### Exercise prompt
Please extract, word for word, the lines of the listing below starting at the line containing "one marker per instance, written like [202,417]" and ending at the line containing "Target: pasture", both included.

### Data shown
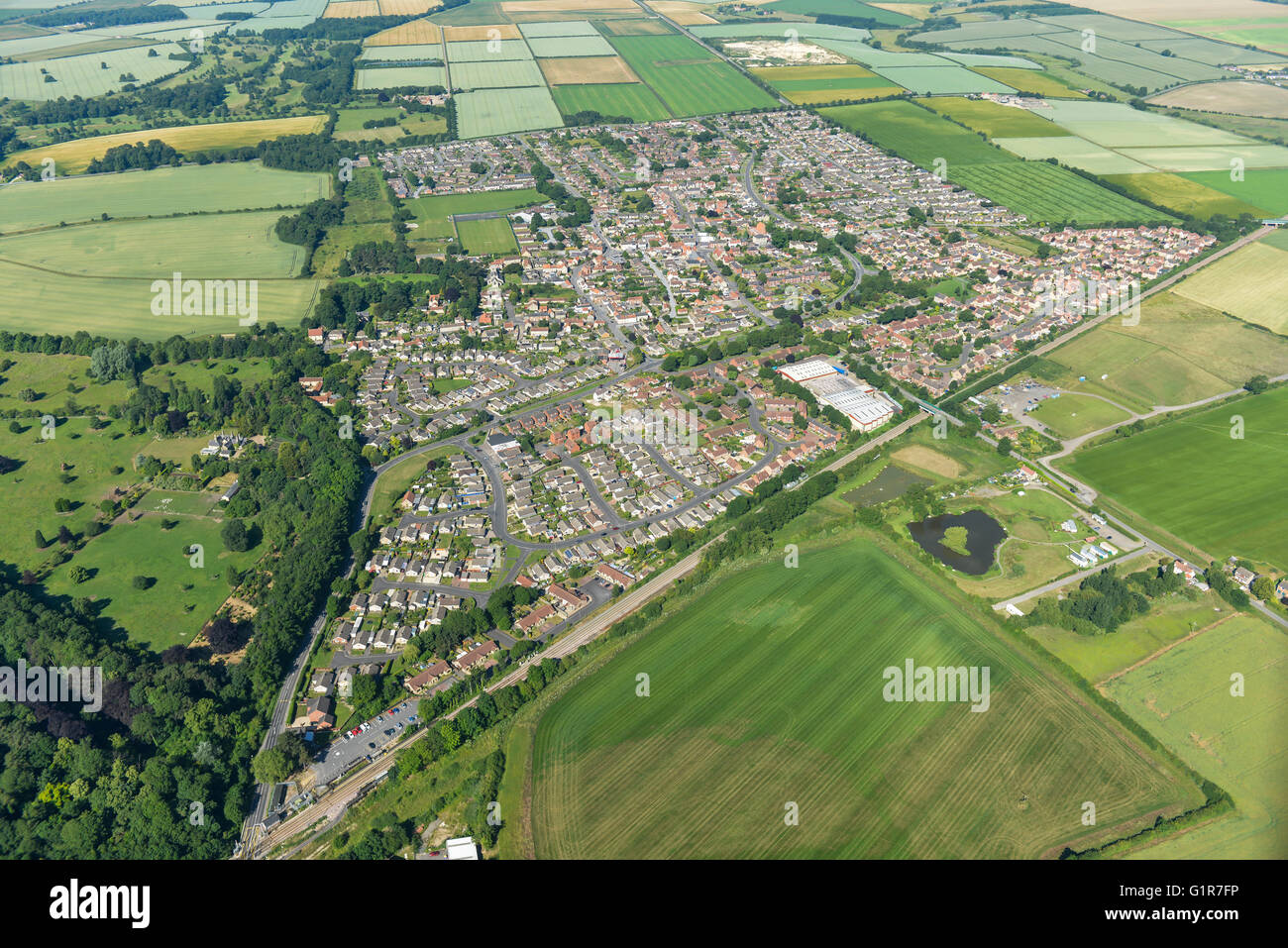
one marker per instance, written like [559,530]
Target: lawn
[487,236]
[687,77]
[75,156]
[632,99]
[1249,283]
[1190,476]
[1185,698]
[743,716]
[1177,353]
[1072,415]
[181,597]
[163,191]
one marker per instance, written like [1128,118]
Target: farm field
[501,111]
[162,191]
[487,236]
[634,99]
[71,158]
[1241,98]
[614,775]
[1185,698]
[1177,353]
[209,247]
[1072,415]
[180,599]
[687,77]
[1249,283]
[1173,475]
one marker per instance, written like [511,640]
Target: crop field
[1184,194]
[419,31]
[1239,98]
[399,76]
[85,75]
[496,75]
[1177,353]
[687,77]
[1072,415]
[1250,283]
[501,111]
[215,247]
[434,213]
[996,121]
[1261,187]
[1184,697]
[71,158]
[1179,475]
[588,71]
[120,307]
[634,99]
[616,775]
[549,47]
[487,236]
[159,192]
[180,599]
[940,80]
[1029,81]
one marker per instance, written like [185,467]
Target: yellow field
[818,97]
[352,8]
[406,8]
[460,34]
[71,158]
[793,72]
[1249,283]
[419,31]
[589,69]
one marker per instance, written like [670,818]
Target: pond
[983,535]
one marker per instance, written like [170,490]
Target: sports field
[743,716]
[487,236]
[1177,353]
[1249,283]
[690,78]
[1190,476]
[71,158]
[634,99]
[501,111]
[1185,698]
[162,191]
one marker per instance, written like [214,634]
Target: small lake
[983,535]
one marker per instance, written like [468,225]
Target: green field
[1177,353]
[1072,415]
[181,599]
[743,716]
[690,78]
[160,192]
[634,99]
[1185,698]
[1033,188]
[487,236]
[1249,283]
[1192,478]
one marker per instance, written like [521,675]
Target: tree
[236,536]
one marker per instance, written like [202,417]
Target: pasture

---

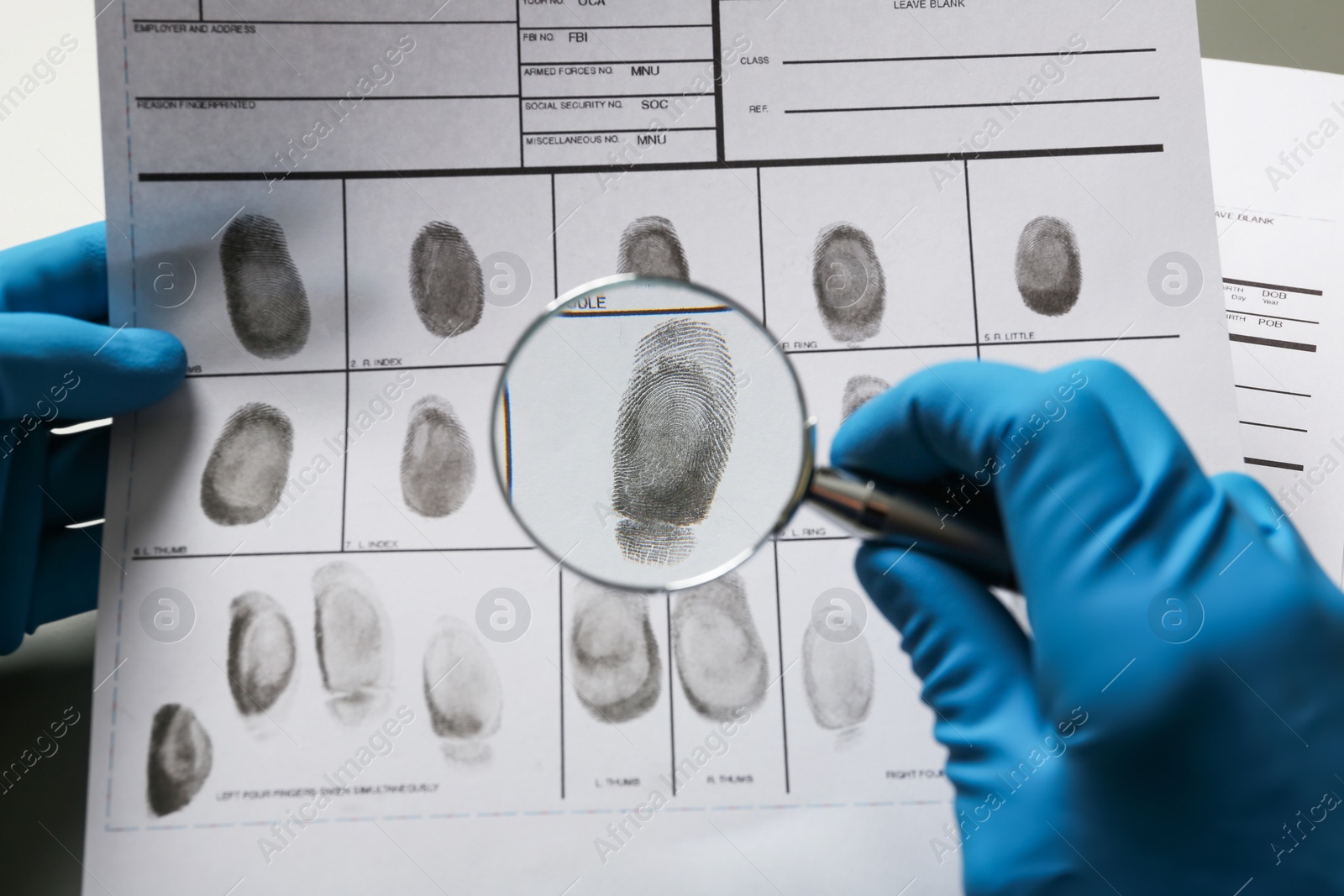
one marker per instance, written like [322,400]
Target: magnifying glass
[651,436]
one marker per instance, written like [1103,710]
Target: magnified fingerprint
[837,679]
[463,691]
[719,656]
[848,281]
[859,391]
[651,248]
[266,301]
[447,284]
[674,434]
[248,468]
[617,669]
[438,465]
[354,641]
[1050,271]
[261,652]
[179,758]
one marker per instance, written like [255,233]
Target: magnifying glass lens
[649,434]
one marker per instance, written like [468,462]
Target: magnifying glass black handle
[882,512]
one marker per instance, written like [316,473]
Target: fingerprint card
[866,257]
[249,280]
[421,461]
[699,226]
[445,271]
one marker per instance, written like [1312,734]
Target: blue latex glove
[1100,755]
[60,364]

...

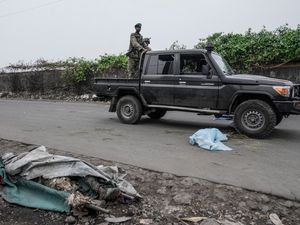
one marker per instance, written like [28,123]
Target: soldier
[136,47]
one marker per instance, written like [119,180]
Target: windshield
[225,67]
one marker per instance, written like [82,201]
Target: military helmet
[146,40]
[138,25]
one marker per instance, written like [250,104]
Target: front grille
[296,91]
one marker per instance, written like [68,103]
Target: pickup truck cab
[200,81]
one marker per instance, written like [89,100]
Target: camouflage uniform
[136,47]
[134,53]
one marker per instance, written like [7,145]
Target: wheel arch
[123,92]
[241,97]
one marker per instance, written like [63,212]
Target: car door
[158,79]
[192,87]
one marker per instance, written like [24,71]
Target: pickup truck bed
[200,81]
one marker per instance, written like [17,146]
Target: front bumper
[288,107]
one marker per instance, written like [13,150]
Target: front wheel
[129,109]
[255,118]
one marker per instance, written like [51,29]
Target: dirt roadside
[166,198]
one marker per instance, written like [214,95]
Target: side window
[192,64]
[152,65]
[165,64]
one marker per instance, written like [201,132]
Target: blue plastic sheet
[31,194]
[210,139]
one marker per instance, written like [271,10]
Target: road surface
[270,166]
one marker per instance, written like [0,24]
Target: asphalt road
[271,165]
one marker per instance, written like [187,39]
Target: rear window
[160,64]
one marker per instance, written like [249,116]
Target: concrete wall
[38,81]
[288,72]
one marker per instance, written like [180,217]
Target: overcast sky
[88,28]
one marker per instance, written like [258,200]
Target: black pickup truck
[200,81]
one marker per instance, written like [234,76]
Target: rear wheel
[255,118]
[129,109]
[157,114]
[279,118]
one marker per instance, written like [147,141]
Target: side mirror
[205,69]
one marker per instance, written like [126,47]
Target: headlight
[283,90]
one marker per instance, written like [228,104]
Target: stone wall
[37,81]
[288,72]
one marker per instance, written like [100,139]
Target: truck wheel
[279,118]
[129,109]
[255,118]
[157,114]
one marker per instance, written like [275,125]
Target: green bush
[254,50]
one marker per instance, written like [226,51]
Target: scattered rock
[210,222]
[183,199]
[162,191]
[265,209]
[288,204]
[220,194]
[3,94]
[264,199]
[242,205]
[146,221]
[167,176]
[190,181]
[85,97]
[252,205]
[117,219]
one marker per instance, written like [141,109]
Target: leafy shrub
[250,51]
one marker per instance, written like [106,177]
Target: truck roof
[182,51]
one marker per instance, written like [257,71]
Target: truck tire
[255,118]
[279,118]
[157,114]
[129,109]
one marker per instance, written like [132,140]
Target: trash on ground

### Reply to the exercise
one marker per instance, written like [202,417]
Target: pasture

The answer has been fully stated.